Generate a data set consisting of a 5 Hz Gaussian pulse with 50% bandwidth, sampled for half a second at a rate of 1 kHz.

fs = 1e3;

t = 0:1/fs:0.5;
data = gauspuls(t,5,0.5);

Create a signal consisting of one-and-a-half cycles of a 10 Hz sinusoid. Plot the data set and the signal.

ts = 0:1/fs:0.15;
signal = cos(2*pi*10*ts);

subplot(2,1,1)
plot(t,data)
title('Data')
subplot(2,1,2)
plot(ts,signal)
title('Signal')

Find the segment of the data that has the smallest squared Euclidean distance to the signal. Plot the data and highlight the segment.

figure
findsignal(data,signal)

Add two clearly outlying sections to the data set. Find the segment that is closest to the signal in the sense of having the smallest absolute distance.

dt = data;
dt(t>0.31&t<0.32) = 2.1;
dt(t>0.32&t<0.33) = -2.1;

findsignal(dt,signal,'Metric','absolute')

Let the x-axes stretch if the stretching results in a smaller absolute distance between the closest data segment and the signal.

findsignal(dt,signal,'TimeAlignment','dtw','Metric','absolute')

Add two more outlying sections to the data set.

dt(t>0.1&t<0.11) = 2.1;
dt(t>0.11&t<0.12) = -2.1;

findsignal(dt,signal,'TimeAlignment','dtw','Metric','absolute')

• To be done
1. In the findsignal example, at what rate is the Gaussian pulse sampled?
2. Print the part of the findsignal example that starts at the words "subplot(2,1,2)" and stops after "findsignal(data,signal)".

• Annotation dataset entries
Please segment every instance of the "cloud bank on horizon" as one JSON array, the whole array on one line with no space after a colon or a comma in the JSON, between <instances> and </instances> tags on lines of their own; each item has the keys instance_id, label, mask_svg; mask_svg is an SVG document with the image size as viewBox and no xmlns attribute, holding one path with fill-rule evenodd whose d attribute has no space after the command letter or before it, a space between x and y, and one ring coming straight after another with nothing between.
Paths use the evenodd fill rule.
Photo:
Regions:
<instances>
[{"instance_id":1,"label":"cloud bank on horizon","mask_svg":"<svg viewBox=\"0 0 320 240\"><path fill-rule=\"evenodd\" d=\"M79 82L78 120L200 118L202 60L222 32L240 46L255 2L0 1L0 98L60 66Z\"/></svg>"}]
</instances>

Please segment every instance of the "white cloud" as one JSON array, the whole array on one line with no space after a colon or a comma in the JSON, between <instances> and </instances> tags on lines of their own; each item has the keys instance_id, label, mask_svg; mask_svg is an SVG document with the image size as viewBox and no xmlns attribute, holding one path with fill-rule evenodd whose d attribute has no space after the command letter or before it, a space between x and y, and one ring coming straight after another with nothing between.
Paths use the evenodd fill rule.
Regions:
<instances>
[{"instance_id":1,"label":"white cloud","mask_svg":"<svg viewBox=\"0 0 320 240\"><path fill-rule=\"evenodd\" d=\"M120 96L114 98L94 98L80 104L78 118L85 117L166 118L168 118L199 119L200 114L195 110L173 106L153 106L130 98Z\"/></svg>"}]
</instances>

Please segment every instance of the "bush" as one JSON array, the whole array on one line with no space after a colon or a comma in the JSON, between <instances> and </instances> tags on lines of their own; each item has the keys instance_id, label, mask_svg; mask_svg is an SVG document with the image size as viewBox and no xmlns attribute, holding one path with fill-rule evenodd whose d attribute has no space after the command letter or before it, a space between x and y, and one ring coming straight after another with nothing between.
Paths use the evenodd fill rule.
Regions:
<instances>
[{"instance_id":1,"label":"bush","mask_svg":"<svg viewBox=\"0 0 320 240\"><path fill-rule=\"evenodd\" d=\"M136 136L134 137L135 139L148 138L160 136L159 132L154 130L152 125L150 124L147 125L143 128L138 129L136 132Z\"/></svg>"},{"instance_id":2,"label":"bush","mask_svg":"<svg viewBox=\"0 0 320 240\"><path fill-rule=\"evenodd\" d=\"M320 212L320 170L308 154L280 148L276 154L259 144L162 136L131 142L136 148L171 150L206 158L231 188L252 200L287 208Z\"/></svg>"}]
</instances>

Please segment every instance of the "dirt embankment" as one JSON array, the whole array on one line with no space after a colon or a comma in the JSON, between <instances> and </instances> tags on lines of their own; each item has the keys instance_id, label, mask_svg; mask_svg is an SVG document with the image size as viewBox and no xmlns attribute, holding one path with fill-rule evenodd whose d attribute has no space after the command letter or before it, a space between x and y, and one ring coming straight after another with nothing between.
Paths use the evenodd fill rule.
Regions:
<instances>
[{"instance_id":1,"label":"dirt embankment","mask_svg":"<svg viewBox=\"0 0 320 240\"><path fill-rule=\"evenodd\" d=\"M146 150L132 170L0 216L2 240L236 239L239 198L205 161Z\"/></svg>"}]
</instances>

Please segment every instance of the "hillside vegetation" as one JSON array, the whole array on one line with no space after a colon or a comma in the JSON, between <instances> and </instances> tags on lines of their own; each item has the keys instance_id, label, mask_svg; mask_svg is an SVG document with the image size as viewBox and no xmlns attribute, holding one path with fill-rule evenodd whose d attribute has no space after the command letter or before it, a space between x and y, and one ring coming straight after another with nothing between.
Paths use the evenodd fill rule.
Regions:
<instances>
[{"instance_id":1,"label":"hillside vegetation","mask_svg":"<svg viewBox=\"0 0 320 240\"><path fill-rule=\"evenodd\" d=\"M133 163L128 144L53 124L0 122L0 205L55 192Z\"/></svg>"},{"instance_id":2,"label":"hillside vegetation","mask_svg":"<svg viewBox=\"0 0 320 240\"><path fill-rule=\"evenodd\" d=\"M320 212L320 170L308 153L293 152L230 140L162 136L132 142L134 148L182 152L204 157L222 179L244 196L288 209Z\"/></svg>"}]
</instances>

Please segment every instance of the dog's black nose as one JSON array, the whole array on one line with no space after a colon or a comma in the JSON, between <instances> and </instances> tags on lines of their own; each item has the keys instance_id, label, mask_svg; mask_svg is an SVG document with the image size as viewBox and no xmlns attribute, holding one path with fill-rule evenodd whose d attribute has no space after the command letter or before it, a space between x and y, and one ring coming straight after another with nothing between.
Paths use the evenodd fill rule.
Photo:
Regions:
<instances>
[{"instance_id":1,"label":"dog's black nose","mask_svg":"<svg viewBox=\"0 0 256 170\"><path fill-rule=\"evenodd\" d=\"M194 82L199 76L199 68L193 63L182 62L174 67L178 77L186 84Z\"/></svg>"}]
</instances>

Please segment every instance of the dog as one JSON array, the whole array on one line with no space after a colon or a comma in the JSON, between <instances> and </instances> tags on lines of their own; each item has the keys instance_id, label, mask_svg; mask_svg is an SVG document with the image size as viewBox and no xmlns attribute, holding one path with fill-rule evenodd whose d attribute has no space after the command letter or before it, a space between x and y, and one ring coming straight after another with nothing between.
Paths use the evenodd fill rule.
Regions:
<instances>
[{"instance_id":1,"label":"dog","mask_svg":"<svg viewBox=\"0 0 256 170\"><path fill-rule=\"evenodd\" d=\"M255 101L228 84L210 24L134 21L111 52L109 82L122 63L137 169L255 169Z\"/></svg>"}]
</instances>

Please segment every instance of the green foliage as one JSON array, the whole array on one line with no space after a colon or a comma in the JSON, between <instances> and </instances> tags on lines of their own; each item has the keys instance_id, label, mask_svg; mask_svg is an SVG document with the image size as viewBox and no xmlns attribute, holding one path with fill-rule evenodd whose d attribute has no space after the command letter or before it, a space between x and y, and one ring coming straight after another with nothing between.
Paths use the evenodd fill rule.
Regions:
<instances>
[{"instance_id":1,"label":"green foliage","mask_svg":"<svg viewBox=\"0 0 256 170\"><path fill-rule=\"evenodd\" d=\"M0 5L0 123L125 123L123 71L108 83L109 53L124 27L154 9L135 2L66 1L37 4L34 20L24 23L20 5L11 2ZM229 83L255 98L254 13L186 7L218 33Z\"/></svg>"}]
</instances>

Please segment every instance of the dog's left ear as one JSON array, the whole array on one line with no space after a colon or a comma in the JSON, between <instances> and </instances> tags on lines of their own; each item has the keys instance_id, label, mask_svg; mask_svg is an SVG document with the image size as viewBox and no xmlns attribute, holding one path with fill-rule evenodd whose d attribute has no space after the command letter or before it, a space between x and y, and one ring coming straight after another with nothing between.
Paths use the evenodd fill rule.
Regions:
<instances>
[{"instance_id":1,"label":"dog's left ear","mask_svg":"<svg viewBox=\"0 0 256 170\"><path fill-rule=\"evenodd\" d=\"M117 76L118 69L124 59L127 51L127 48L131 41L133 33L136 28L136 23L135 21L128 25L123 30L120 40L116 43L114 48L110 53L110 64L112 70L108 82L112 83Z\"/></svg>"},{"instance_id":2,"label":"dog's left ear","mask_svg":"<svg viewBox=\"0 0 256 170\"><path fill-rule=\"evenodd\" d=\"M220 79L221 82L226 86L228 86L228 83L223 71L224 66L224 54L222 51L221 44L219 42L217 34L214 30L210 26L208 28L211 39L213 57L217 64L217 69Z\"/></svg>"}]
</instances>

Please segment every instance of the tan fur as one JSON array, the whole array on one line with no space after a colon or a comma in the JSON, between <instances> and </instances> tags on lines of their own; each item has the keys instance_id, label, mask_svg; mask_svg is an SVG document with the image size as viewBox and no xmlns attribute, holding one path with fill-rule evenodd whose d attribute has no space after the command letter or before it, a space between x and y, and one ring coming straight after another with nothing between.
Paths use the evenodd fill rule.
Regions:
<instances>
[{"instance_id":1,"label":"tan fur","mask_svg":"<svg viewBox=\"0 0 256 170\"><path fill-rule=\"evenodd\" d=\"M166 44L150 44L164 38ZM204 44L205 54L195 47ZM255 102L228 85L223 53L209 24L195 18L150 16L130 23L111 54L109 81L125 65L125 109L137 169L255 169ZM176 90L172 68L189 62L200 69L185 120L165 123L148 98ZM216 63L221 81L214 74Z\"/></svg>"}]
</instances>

• Answers to the tasks
1. 1 kHz

2.
subplot(2,1,2)
plot(ts,signal)
title('Signal')

Find the segment of the data that has the smallest squared Euclidean distance to the signal. Plot the data and highlight the segment.

figure
findsignal(data,signal)